> [To do]:
List every line of the data below that contains the string "patch", matching case exactly.

··· Records shown

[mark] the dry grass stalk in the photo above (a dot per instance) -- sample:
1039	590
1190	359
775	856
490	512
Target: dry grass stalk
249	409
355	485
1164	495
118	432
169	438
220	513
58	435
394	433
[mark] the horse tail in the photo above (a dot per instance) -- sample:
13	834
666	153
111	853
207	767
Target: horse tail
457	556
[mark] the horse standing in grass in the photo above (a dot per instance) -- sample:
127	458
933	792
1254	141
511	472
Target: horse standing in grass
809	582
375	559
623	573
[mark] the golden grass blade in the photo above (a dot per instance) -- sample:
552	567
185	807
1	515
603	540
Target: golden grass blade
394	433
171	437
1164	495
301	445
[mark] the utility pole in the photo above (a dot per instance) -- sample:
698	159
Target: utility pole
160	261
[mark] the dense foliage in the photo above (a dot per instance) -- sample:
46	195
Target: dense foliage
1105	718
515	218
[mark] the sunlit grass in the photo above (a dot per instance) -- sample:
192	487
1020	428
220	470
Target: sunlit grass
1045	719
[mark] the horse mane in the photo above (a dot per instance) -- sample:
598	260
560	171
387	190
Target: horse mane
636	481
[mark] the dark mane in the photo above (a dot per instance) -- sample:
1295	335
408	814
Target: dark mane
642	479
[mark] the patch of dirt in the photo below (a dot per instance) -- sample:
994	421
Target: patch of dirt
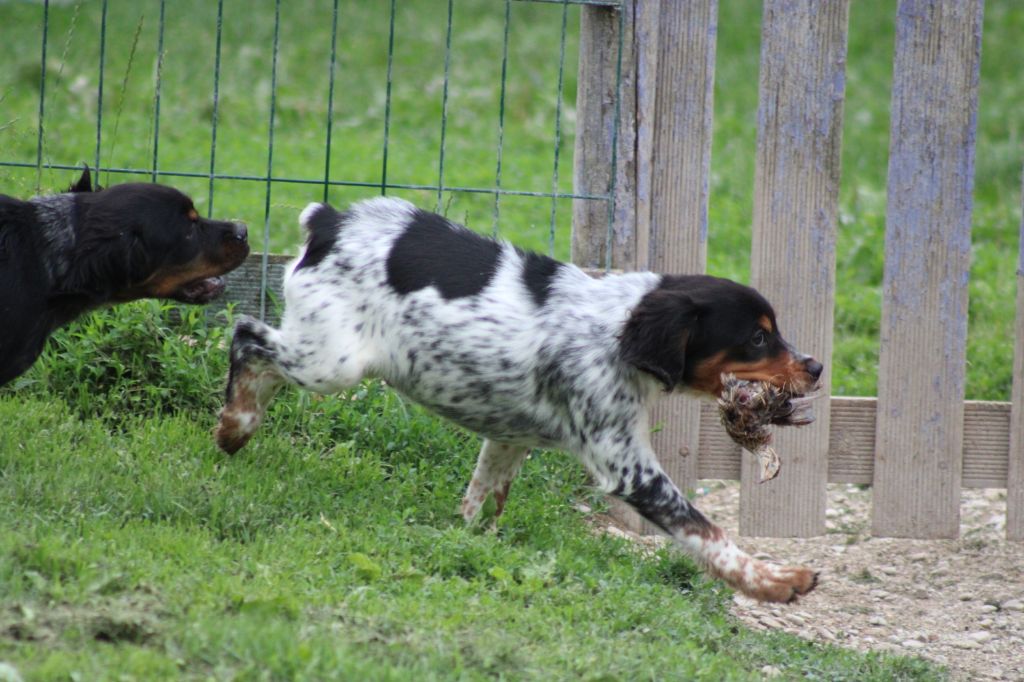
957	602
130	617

······
··· Records shown

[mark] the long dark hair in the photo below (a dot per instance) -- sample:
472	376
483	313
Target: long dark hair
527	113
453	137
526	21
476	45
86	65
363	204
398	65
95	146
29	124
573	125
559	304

······

> [Exercise response]:
[mark] the patch of dirt in the photo below (a dot per instance) -- sample:
Target: patch of dirt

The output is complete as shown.